== What the task asks ==
Starting with the line containing "Target: person bending over" and continuing through the end of the material, reproduce only those lines, requests included, with every point coordinate in the answers scaled by 1.1 and rounded to whole numbers, halves rounding up.

----- Rows

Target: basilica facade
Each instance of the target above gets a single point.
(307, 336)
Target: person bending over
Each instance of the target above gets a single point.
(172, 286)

----------

== Response ==
Target: person bending over
Each instance of the target above gets a single point.
(189, 315)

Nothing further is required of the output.